--- START ---

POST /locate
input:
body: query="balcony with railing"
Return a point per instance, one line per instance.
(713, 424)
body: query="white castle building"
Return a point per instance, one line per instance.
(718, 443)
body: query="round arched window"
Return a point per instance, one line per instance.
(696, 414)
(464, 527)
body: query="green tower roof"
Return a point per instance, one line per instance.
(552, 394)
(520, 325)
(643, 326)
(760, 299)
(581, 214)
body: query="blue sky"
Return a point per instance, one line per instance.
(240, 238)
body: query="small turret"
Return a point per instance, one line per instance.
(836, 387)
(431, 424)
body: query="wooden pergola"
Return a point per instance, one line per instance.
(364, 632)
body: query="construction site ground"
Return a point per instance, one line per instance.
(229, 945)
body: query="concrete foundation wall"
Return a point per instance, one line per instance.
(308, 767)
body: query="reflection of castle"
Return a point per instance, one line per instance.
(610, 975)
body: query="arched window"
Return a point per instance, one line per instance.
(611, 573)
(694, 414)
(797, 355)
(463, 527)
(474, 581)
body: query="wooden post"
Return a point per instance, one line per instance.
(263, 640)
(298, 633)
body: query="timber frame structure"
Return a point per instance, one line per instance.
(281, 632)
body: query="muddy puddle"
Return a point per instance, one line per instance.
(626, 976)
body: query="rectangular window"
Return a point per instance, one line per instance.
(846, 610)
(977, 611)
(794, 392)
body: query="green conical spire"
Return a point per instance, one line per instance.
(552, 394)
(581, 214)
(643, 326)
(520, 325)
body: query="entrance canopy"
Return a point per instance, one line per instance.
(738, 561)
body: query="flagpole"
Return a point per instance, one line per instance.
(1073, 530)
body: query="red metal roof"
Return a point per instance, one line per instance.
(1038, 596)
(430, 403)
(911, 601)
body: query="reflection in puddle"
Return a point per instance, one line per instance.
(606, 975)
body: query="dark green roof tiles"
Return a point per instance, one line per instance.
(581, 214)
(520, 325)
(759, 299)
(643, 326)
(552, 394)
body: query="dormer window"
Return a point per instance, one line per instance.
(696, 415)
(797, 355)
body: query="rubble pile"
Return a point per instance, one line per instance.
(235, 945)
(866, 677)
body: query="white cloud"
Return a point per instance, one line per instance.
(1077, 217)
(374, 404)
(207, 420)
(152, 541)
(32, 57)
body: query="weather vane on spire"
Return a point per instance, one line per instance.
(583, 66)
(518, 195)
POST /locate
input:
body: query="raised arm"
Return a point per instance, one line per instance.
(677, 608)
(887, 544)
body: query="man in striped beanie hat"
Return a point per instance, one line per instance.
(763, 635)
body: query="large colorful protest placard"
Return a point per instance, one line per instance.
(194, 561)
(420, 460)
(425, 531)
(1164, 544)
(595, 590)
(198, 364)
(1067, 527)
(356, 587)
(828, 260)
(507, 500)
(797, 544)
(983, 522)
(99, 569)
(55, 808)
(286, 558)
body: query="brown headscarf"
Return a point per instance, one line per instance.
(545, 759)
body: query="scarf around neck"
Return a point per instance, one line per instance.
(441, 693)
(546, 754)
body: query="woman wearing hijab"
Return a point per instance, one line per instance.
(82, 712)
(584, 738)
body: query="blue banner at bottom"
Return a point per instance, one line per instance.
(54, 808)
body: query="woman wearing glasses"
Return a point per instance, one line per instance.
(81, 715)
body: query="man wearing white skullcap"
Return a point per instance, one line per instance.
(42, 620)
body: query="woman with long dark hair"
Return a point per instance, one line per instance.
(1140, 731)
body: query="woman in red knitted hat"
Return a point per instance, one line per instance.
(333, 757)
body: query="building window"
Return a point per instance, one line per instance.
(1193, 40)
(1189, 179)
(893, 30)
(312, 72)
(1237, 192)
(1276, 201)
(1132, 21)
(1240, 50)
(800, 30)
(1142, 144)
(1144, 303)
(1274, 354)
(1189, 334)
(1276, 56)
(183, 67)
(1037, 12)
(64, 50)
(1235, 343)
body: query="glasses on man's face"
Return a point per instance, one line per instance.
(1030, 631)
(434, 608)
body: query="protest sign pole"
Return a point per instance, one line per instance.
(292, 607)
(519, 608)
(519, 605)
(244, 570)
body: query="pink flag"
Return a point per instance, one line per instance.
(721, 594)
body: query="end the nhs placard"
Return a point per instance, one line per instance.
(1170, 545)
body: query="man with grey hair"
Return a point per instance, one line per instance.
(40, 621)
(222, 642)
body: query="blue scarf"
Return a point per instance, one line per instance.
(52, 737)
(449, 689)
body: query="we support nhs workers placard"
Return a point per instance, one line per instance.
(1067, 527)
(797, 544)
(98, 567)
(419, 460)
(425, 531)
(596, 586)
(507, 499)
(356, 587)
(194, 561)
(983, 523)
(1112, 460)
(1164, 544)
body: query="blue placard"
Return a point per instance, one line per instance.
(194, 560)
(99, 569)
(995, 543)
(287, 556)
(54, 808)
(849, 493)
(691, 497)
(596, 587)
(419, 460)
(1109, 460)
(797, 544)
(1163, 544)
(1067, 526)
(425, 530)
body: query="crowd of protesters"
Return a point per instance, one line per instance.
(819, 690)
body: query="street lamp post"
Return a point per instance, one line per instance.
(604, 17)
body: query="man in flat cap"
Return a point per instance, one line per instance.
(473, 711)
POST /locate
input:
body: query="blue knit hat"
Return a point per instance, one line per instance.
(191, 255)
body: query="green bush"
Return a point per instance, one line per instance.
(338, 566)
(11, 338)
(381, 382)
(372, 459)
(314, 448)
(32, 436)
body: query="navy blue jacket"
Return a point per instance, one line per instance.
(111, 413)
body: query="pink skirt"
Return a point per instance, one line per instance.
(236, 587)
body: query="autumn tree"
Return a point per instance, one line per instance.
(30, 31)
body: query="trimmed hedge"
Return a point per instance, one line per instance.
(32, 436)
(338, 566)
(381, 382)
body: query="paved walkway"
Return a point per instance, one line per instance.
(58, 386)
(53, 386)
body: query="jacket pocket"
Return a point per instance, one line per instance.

--- END ---

EXERCISE DETAILS:
Your task is to retype all of the lines above exactly.

ANSWER TO THE EXERCISE:
POST /locate
input:
body: query="balcony with railing"
Return a point per instance, one line per instance.
(713, 424)
body: query="white castle building"
Return a point per instance, one line per instance.
(718, 443)
body: query="round arched window"
Return a point per instance, one line per instance.
(696, 414)
(464, 527)
body: query="green tower roof"
Return a point per instance, one line per instance.
(552, 394)
(520, 325)
(643, 326)
(760, 299)
(581, 214)
body: query="blue sky"
Return a point per instance, one line per instance.
(240, 238)
body: query="small turret"
Return a point per instance, one line per instance.
(836, 387)
(431, 424)
body: query="wooden pergola"
Return a point per instance, one line per instance.
(364, 632)
body: query="construction site ground"
Return a point per instance, one line per instance.
(229, 945)
body: query="concrete foundation wall"
Return a point per instance, one line per instance.
(308, 767)
body: query="reflection of castle"
Return a point per instance, one line per instance.
(610, 975)
body: query="arched window"
Return a point per instance, one line per instance.
(611, 573)
(694, 414)
(797, 355)
(463, 527)
(474, 581)
body: query="wooden post"
Return a point per instance, one line per instance.
(263, 640)
(298, 633)
body: query="timber frame structure"
Return a point per instance, one line per instance.
(281, 632)
body: query="muddy puddle"
Return a point per instance, one line per instance.
(626, 976)
body: query="rectangular window"
Return a point per instance, one line per instance.
(846, 610)
(977, 611)
(794, 392)
body: query="green conical spire"
Return a point per instance, one line per instance.
(552, 394)
(581, 214)
(643, 326)
(520, 325)
body: query="entrance canopy"
Return a point per instance, one line per instance.
(738, 561)
body: query="flagpole"
Return a point per instance, one line per instance.
(1073, 530)
body: query="red metal roof"
Return a point per instance, one line per instance.
(1038, 596)
(430, 403)
(911, 601)
body: query="reflection in puddle"
Return a point per instance, one line per instance.
(606, 975)
body: query="dark green roof tiles"
Return a point per instance, one line per instance.
(581, 214)
(520, 325)
(759, 299)
(643, 326)
(552, 394)
body: query="dormer window"
Return a point per instance, one line per instance.
(696, 415)
(797, 355)
body: query="rubble pile"
Return a point per instance, one line per instance.
(235, 945)
(866, 677)
body: query="white cloud"
Return a point per instance, one line per instance.
(1077, 217)
(374, 404)
(207, 420)
(152, 541)
(32, 57)
body: query="weather vane on spire"
Return a point per instance, one line per instance.
(583, 66)
(518, 195)
POST /locate
input:
body: query="raised arm"
Return a point per instance, one line per instance.
(677, 608)
(887, 544)
body: query="man in striped beanie hat"
Return a point per instance, one line per instance.
(763, 635)
body: query="large colorful protest placard"
Return a point per instance, one line per instance.
(194, 561)
(420, 460)
(425, 531)
(1164, 544)
(595, 590)
(198, 364)
(1067, 527)
(356, 587)
(828, 260)
(507, 500)
(797, 544)
(983, 522)
(99, 569)
(55, 808)
(286, 558)
body: query="brown headscarf"
Return a point per instance, one line per instance.
(545, 759)
body: query="scarf around neck"
Return a point per instance, one line per instance.
(441, 693)
(546, 754)
body: query="woman wearing hijab"
Return a point per instance, one line per instance.
(82, 712)
(584, 738)
body: query="blue banner at bottom"
Return a point per instance, one line per instance.
(54, 808)
body: query="woman wearing glasses"
Return a point per instance, one line per instance.
(81, 715)
body: query="man wearing white skullcap"
Return a point per instance, one line per instance.
(42, 620)
body: query="woman with long dark hair"
Return a point per instance, one line per instance.
(1140, 731)
body: query="woman in red knitted hat"
Return a point per instance, one line per instance.
(333, 757)
body: query="building window"
Return a point per instance, one line per instance.
(1193, 40)
(1189, 179)
(893, 30)
(312, 72)
(1237, 192)
(1276, 201)
(1132, 21)
(1240, 50)
(800, 30)
(1142, 144)
(1144, 303)
(1274, 354)
(1189, 334)
(1276, 56)
(183, 67)
(1037, 12)
(64, 50)
(1235, 343)
body: query="glasses on man's face"
Return a point per instance, one line per instance.
(1030, 631)
(434, 608)
body: query="protest sign pole"
Return a point per instance, one line per instance.
(292, 607)
(519, 608)
(519, 605)
(244, 570)
body: query="pink flag"
Return a point per instance, one line per instance.
(721, 594)
body: query="end the nhs placard"
Return a point per instance, one line per instance.
(1170, 545)
body: query="man with grey hair"
Return a point per instance, one line per instance.
(40, 621)
(222, 642)
body: query="blue scarf"
Return a point per instance, one line per instance.
(52, 737)
(449, 689)
body: query="we support nhs workers placard"
Return a point per instance, one line per instance.
(1067, 527)
(797, 544)
(98, 567)
(419, 460)
(425, 531)
(596, 586)
(507, 499)
(356, 587)
(194, 561)
(983, 523)
(1112, 460)
(1164, 544)
body: query="blue placard"
Return a point per instance, one line per instance.
(194, 560)
(99, 569)
(995, 543)
(287, 556)
(54, 808)
(849, 493)
(691, 497)
(596, 587)
(419, 460)
(1109, 460)
(797, 544)
(1163, 544)
(1067, 526)
(425, 530)
body: query="crowd of protesters"
Return a point per instance, one line per instance.
(819, 690)
body: query="street lamp post"
Return a point per instance, one line per instance.
(604, 17)
body: query="man in flat cap"
Return a point per instance, one line per instance.
(473, 711)
POST /locate
input:
body: query="blue knit hat"
Return a point per instance, one line per instance.
(191, 255)
body: query="green bush"
Return a point per instance, one line per instance.
(338, 566)
(11, 338)
(381, 382)
(372, 459)
(314, 448)
(32, 436)
body: query="navy blue jacket"
Return a point per instance, one line per instance.
(111, 413)
body: query="pink skirt"
Return a point per instance, one line per instance.
(236, 587)
body: query="autumn tree"
Return a point per instance, one line per instance.
(30, 31)
body: query="trimmed hedge"
Return a point per instance, one line per instance.
(32, 436)
(338, 566)
(381, 382)
body: query="paved walkway"
Return a point per instance, one line per instance.
(58, 386)
(53, 386)
body: query="jacket pocket"
Return a point per instance, one line per instance.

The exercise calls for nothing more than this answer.